#### Given request:
Copy the stretch of the prototype order terms from "ORDERS Once electronic" through "any reason." word for word.

Start of Source passage

ORDERS Once electronic confirmation of
the Order has been received by VFABS, the order is binding.
Due to the
complex nature of prototypes, VFABS reserves the right to reject any order for
any reason.
CUSTOMER SATISFACTION Prototypes are
meant only as a geometric representation of a design and are not meant for
functional testing. All orders are guaranteed to be free of manufacturing
defects. Orders may be canceled only if the job has not been started by VFABS.
VFABS should be notified as soon as possible in the event of a desired order
cancellation. Best attempts are made to produce prototypes within the estimated
ship date but because of the nature of custom part design, occasionally the
manufacture can take longer. If VFABS is unable to meet a customer's
reasonable satisfaction and the customer notifies VFABS within two business
days of receiving such Prototype, the customer may return the Prototype at its
own expense and receive a full refund of the Fees for that Prototype (exclusive
of taxes and charges). Failure to return a Prototype during such two business
day period shall be deemed acceptance of the Prototype by the Customer.

End of Source passage
Start of Information provided

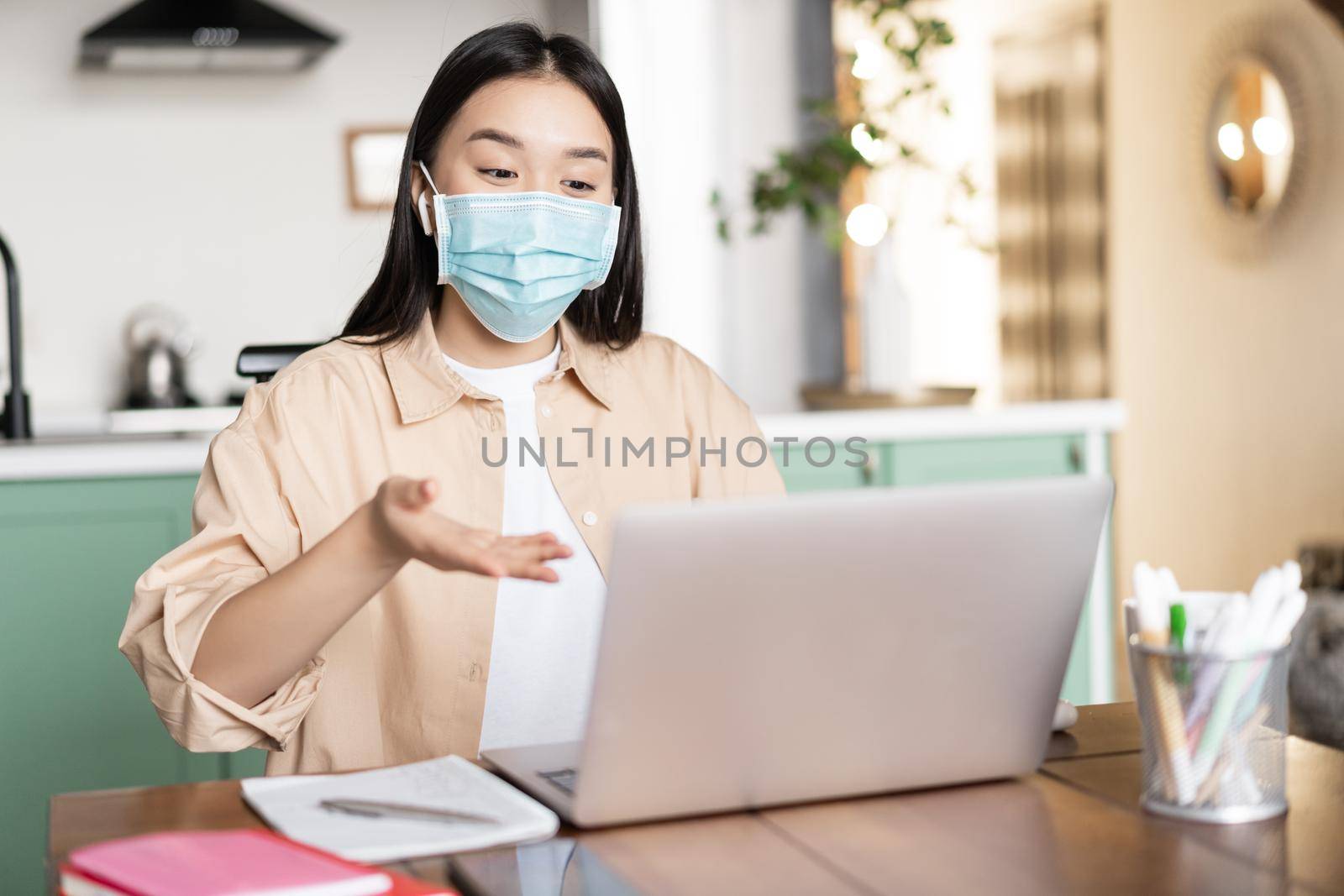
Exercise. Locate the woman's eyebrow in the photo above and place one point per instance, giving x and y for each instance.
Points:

End of Information provided

#### Answer to this exercise:
ORDERS Once electronic confirmation of
the Order has been received by VFABS, the order is binding.
Due to the
complex nature of prototypes, VFABS reserves the right to reject any order for
any reason.